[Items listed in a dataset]
+ + + + +

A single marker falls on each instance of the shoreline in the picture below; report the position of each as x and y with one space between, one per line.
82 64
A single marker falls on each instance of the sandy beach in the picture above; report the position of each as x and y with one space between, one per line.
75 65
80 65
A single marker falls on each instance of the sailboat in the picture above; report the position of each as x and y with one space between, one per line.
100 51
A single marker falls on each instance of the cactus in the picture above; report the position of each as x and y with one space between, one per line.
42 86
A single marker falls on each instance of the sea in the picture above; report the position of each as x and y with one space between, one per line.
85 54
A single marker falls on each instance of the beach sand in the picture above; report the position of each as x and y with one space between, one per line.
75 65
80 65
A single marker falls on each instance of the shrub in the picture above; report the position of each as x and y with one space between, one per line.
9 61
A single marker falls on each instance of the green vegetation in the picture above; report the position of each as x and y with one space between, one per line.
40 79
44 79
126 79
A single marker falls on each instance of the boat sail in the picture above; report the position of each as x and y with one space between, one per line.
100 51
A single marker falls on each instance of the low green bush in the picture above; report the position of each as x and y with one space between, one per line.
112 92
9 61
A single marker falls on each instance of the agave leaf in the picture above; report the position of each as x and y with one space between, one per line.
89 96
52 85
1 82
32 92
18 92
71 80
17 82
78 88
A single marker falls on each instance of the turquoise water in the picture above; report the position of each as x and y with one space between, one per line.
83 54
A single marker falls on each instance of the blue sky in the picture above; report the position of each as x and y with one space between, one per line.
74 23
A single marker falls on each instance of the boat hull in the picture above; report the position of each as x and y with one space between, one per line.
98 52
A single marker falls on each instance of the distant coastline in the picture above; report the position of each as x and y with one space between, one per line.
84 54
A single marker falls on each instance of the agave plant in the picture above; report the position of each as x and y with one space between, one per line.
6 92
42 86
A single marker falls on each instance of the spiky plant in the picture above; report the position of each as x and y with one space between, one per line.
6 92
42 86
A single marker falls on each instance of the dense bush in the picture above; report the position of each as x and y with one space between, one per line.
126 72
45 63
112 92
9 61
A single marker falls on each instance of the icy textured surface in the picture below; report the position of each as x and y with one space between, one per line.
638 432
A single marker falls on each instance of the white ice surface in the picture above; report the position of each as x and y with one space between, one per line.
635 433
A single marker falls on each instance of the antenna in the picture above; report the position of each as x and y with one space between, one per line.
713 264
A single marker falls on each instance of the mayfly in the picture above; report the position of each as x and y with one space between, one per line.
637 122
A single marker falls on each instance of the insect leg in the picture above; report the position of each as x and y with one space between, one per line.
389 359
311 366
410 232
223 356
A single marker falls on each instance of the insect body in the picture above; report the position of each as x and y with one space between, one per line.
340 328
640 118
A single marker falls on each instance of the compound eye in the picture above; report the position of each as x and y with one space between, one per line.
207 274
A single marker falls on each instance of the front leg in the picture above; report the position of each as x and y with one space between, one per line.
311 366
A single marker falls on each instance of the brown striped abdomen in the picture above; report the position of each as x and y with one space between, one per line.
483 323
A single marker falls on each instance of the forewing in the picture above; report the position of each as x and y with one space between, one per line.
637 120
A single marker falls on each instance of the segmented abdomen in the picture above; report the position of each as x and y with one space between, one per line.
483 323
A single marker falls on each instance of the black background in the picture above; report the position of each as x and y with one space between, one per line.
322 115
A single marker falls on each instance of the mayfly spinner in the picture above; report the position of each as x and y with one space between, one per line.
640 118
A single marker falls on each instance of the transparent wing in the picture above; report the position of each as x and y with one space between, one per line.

+ + + + +

The answer should be the complete set of records, printed exactly.

A single marker falls on each instance of the shoreline in the picture below; report the position of each as x and y with one space between, one per line.
82 64
A single marker falls on each instance of the sandy beach in the picture above; report the position of each as x and y with one space between, one per line.
75 65
80 65
A single marker falls on each instance of the sailboat in the picture above; report the position of each as x and y with one space between, one per line.
100 51
A single marker falls on each instance of the cactus in the picture above; report the position of each as x and y with one space between, one per line.
42 86
A single marker falls on each instance of the sea in the picture above; report the position of each as x and y with one space between, one per line.
85 54
A single marker falls on each instance of the beach sand in the picture above; report the position of each as x and y with one space between, one per line.
75 65
80 65
A single marker falls on each instance of the shrub in the picture above; report the position of each as x and y with one space between, one per line.
9 61
A single marker falls on each instance of the green vegetation in the picture above; report the position of each as x and y with one space between, one per line.
40 79
44 79
126 79
A single marker falls on each instance of the boat sail in the picture above; report the position of each as x and y with one space between, one per line.
100 51
A single marker falls on each instance of the low green bush in the picture above; report the position of each as x and y with one space between, one per line.
112 92
9 61
A single marker falls on each instance of the agave leaf in the picture above; report the position of each as x and y with one space between, one per line.
89 96
52 85
1 82
32 92
18 92
71 80
17 82
78 88
A single marker falls on each instance of the turquoise water in the picture above; report the position of each as x and y with one space between, one per line.
83 54
A single marker falls on each instance of the blue sky in the picture above; report the position of each as x and y with one space between, one per line.
74 23
A single marker falls on each instance of the boat hull in the picture above; report the position of each as x and y with one space between, one per line.
98 52
A single marker falls on each instance of the distant coastline in the picture above; report the position of each as x and y with one space between, one per line.
84 54
A single marker falls on each instance of the agave plant in the picture above; report the position of each as x and y with one space between, one per line.
6 92
42 86
A single marker falls on each instance of the spiky plant in the picture above; report the position of each as x and y with one space between, one per line.
6 92
42 86
A single marker falls on each instance of the dense bush in the picture above; report the position of each as x and y with one space between, one per line.
126 72
45 63
112 92
9 61
A single marker falls on each instance of the icy textured surface in the picture below; report the position of each as x and y with one space between, one per line.
638 432
A single marker falls on each instance of the white ice surface in the picture above; report the position of each as x and y with one space between, one per line.
635 433
A single marker falls on each instance of the antenna in the picture above; report the position of each as x and y with one space between, one per line.
713 264
A single marker falls on each instance of the mayfly in the picture above; report the position of each as x and y with one space between, one per line.
637 122
A single marker falls on each instance of the insect leg in the picture above; report the position of each as x and y with one space between, one per line.
389 359
311 366
410 232
223 356
A single marker falls on each instance of the insect body in the picture above; report the position of each as x and y with one space between, one per line.
340 328
640 118
A single marker falls on each instance of the compound eye in the picture above; report the position of each as x and y with one space between, one per line.
207 274
A single marker falls on each instance of the front leg in the picture above; report the position of each as x and y with one space between, one per line.
311 366
A single marker falls on each instance of the brown striped abdomen in the picture above; report the position of each as x and y with one space between, one per line.
483 323
A single marker falls on each instance of the forewing in the picture above; report the position of each as x and y with one space between, one per line.
637 120
A single marker falls on each instance of the segmented abdomen in the picture above; report the position of each as x and y with one space between, one per line.
483 323
A single marker falls on each instance of the black background in the picture above; report the position of each as x and y with one space between, one per line.
322 115
A single marker falls on each instance of the mayfly spinner in the picture above; report the position of each as x and y with one space between, one per line.
640 118
A single marker falls on each instance of the transparent wing in the picture above; report the position of each as x and y with one space between, one per line.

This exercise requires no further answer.